- _GIVEN TEXT_
NO FRIENDS, NO FAMILY, NO ONE CARED AND NO ONE MISSED HIM.

...then there is this story about Homeless Veterans. This story really puts me over the top.

People who served our Country, forgotten and thrown to the curb.

Sure the Military takes care of their own...the thousands who retire on great military pensions after 20 or 30 years of service...but God forbid you had to leave the military because of a disability incurred while serving your Country--or maybe you left the military to return to your family and your job back home or maybe after serving you discovered that a career in the military just wasn't something you wanted to pursue....

Veterans of military service should not have to endure the lack of quality care at Veterans Hospitals, the lack of mental health services for our Veterans. I'm sorry but if you served this Country as a member of the Armed Forces, YES, you should have special privileges; with jobs, with education, with learning a craft, with health care and medicine with social services, with buying a house and these benefits should be not be available to those who did not choose to serve their Country and they should be the kind of benefits that the "others" wish they had access to...but that does not seem to be the case.

Please take a moment to review The Services to Prevent Veterans Homelessness Act of 2007 and call your elected representative to ask them to support if not co-sponsor this ACT. Props, kudos and hoo- yahs to Senator Richard Burr!

Free-text descriptions of objects:
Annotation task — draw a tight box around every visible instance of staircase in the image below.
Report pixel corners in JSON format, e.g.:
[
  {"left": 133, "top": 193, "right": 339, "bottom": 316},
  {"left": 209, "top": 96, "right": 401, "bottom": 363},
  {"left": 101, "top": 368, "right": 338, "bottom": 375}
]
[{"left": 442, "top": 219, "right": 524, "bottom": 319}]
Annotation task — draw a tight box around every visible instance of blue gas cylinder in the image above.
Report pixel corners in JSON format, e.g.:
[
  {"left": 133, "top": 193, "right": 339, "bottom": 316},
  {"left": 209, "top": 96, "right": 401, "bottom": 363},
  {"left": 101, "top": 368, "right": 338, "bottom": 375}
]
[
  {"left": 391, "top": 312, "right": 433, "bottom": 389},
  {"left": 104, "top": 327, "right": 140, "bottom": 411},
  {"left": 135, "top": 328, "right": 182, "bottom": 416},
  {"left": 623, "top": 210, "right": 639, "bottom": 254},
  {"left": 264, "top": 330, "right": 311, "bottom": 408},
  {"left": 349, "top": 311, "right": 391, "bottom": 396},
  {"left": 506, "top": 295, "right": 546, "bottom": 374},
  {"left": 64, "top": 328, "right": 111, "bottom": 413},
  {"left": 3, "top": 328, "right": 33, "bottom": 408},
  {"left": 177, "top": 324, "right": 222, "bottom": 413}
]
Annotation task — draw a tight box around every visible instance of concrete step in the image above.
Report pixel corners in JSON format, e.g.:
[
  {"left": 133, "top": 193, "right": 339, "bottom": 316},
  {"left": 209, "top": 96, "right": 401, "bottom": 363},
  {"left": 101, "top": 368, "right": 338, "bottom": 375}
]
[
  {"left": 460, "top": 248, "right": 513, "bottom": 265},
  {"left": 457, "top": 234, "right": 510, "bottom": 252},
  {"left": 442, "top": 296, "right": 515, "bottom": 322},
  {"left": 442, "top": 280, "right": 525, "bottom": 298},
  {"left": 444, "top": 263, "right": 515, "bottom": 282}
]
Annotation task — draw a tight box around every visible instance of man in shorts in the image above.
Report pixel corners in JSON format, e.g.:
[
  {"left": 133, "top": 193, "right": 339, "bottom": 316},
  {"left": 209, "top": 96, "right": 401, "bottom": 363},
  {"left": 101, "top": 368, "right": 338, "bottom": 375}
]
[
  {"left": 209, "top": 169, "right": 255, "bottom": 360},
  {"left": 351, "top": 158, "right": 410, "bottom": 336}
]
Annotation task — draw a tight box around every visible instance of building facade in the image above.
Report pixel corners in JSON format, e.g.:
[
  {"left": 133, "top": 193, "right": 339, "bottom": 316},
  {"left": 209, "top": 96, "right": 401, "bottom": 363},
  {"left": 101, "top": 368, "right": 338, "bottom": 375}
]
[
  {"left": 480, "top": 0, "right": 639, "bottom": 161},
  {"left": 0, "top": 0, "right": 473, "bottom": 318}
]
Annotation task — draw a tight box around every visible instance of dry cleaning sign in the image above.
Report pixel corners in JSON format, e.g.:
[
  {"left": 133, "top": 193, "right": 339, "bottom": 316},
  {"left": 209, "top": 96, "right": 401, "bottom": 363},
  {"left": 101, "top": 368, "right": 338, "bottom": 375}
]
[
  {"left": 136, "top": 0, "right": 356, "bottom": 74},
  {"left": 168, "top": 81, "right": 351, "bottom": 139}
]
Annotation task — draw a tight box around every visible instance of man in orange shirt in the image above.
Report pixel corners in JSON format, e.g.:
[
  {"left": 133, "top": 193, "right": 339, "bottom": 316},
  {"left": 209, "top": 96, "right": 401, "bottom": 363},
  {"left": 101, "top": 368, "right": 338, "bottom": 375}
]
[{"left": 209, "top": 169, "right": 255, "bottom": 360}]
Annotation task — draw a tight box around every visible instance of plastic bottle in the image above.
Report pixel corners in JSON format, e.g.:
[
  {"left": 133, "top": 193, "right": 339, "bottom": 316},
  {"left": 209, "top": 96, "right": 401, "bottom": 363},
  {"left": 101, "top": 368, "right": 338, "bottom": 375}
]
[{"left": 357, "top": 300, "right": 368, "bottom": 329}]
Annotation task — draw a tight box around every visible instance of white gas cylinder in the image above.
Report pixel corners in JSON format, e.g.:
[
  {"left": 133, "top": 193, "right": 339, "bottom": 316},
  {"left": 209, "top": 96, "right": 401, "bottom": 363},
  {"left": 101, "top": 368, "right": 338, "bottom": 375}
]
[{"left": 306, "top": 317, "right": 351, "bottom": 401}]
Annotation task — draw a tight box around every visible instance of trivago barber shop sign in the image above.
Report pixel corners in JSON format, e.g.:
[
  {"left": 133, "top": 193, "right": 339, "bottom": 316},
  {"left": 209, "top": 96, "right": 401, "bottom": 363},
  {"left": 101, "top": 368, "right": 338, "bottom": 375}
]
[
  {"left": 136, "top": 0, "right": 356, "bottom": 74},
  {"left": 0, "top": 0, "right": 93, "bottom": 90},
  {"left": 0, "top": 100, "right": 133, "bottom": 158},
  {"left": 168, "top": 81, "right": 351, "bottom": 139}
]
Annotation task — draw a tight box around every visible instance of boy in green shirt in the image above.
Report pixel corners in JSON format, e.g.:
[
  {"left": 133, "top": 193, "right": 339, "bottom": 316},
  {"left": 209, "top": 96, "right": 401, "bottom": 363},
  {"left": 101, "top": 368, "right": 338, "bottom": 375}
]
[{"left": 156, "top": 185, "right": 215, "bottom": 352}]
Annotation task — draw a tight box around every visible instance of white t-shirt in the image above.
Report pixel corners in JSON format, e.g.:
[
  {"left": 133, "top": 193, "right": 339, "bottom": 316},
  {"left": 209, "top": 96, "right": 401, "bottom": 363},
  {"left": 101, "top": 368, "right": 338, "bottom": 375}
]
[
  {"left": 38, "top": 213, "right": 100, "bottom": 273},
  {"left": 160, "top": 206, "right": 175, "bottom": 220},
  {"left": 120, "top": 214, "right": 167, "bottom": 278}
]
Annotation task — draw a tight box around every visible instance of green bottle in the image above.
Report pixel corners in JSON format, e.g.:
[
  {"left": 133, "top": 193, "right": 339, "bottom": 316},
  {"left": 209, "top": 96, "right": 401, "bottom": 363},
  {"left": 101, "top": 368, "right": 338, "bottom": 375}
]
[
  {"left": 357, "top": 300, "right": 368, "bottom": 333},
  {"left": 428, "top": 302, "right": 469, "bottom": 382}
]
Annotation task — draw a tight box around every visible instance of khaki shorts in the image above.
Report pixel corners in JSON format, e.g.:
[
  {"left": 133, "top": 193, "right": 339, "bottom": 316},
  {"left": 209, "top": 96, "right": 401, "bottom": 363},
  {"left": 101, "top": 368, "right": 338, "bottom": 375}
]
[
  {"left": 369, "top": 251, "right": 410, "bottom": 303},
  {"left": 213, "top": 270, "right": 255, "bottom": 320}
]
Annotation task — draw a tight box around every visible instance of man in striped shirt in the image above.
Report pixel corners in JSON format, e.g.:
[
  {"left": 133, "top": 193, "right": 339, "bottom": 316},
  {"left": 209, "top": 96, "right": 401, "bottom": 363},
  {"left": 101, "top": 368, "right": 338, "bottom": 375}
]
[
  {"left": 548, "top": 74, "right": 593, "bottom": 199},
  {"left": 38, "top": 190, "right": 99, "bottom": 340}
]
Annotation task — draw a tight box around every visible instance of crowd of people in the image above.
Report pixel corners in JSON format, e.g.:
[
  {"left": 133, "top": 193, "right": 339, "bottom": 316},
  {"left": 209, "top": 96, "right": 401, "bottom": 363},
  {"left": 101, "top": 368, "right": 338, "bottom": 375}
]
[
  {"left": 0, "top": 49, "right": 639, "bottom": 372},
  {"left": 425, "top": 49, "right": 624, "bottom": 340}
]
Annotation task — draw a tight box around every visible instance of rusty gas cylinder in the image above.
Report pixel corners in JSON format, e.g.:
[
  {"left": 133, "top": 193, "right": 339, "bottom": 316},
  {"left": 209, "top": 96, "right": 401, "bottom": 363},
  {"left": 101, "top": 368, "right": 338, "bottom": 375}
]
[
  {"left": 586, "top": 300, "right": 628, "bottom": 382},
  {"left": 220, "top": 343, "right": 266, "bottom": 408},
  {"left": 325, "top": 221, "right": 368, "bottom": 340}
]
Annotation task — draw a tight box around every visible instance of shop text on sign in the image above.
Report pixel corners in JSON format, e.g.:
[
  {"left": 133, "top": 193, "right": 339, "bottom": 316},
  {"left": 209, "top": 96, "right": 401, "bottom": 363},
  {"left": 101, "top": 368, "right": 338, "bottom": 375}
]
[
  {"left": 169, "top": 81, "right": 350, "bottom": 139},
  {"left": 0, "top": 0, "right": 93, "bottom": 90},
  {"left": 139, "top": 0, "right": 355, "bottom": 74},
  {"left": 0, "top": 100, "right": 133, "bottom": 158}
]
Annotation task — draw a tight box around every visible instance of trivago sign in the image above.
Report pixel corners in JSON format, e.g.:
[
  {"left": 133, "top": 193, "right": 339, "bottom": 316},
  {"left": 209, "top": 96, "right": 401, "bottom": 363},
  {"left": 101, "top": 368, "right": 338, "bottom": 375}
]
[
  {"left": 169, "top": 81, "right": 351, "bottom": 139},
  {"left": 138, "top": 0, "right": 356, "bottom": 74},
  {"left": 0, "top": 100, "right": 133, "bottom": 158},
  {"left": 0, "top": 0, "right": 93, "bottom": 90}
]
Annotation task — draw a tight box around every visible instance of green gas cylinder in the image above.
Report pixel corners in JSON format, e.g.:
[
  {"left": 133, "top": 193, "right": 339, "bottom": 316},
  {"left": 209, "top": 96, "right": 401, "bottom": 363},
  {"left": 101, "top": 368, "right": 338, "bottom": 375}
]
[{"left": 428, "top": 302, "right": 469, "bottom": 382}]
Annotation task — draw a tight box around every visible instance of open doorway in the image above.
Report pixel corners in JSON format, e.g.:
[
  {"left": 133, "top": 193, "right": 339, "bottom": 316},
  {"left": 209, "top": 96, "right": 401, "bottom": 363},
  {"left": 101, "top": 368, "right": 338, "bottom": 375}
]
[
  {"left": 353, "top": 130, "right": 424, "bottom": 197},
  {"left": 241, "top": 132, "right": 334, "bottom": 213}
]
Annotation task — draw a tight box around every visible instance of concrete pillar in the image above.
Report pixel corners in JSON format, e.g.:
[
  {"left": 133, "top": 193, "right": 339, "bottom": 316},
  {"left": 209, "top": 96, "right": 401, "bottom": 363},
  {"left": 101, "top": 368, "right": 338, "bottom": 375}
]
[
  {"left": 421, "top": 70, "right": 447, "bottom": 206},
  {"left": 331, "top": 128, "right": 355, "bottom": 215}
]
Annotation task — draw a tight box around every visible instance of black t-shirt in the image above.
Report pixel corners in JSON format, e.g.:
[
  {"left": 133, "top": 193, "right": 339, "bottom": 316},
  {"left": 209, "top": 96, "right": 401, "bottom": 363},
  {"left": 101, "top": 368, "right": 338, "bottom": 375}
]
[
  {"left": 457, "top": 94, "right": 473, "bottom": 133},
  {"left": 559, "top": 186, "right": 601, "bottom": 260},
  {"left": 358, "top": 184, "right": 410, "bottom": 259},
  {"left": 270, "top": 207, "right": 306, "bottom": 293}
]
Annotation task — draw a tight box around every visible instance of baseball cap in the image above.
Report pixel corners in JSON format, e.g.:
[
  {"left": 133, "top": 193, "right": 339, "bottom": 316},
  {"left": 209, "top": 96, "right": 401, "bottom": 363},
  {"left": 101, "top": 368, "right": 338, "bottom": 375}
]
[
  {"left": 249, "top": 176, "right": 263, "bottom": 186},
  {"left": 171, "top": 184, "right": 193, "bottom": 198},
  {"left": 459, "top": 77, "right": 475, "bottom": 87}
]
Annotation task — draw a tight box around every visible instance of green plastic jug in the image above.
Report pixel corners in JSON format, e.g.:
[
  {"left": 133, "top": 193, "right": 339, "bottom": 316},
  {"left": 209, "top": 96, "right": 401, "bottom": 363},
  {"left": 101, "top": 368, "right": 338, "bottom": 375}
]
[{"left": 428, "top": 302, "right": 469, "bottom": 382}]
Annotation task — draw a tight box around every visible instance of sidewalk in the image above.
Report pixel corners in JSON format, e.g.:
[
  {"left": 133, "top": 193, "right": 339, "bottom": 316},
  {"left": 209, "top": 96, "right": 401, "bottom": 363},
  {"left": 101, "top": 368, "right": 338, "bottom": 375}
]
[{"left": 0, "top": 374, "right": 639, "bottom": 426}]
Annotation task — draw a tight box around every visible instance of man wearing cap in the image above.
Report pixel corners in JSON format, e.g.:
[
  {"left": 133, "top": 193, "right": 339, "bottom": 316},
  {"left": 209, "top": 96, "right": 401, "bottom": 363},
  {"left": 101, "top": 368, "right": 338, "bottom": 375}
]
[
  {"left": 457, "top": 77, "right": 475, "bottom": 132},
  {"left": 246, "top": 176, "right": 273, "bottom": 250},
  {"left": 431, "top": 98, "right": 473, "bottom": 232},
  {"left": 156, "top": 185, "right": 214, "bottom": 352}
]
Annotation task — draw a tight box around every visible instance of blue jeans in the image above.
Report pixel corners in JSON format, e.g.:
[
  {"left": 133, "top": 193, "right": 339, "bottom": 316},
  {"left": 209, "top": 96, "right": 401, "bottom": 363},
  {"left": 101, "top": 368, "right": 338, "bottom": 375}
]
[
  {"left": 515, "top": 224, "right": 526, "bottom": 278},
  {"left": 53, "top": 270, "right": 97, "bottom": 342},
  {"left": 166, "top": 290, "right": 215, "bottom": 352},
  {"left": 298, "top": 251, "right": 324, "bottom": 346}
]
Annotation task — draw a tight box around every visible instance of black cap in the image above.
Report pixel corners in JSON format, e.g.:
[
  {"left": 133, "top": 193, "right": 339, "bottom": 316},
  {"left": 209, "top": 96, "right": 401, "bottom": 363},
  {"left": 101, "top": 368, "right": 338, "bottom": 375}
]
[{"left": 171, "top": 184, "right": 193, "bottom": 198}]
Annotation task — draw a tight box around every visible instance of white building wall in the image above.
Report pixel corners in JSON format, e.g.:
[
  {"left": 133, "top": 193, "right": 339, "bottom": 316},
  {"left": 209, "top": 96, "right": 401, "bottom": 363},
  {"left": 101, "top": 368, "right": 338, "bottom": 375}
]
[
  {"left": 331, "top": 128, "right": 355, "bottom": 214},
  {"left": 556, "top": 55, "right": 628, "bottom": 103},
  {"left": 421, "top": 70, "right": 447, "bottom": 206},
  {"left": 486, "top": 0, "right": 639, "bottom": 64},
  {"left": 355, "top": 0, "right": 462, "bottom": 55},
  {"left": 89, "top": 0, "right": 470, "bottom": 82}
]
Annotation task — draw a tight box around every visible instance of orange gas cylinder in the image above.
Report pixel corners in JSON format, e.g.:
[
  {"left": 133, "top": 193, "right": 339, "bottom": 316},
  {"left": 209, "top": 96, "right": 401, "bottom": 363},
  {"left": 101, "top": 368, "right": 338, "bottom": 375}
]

- _WHAT TO WORK ON_
- A) Can you retype the post on homeless veterans from "Sure the Military" to "wanted to pursue...."?
- B) Can you extend the post on homeless veterans, picking up right after its last sentence?
None of this data is needed.

- _RESPONSES IN ORDER_
- A)
Sure the Military takes care of their own...the thousands who retire on great military pensions after 20 or 30 years of service...but God forbid you had to leave the military because of a disability incurred while serving your Country--or maybe you left the military to return to your family and your job back home or maybe after serving you discovered that a career in the military just wasn't something you wanted to pursue....

- B)
From the News and Observer (RALEIGH, NC)

The issue of homeless veterans is not likely to help politicians win a lot of votes or lead to happy photo opportunities to make them look good.
In fact, when I asked Sen. Richard Burr about his championing of homeless vets, he couldn't even come up with a decent sound bite.
"It's doing what is right for the vets," said Burr, a Republican from Winston-Salem.
Homeless vets are one of those issues that can easily slip under the radar. They are often troubled men, fighting a multitude of demons -- physical disabilities, booze, drugs, mental illness, or maybe just some very bad luck.
There are more homeless vets than you think. The Department of Veterans Affairs estimates that on any given day 200,000 veterans are living on the streets or in shelters. In the course of a year, as many as 400,000 veterans experience homelessness.
"To put it in perspective," Burr wrote recently in a letter to his Senate colleagues, "conservatively one out of every three homeless men (and many women) who is sleeping in a doorway, an alley or a box in one of our cities or rural communities has put on a uniform and served this country."
It is easy to dismiss this as a big-city problem. But it's everywhere. The Department of Veterans Affairs estimates 1,600 homeless vets live in North Carolina. And 40,000 vets in the state live on incomes below the national poverty level -- not homeless, but living on the margins.
No dramatic reason explains Burr's involvement with homeless vets -- no family member living on the streets, no plea from a constituent.
Burr serves on the Senate Veterans Affairs Committee. And he is heavily involved in medical issues, so he understands something about the costs of the homeless -- veterans or otherwise -- showing up in hospital emergency rooms.
Which is why Burr has introduced the Services to Prevent Veterans Homelessness Act of 2007, which is expected to be considered in committee in June.
The measure authorizes the spending of a modest $15 million per year -- rising over several years to $25 million annually -- to provide stipends to get homeless vets into permanent housing and then provide support and counseling to help them stay there.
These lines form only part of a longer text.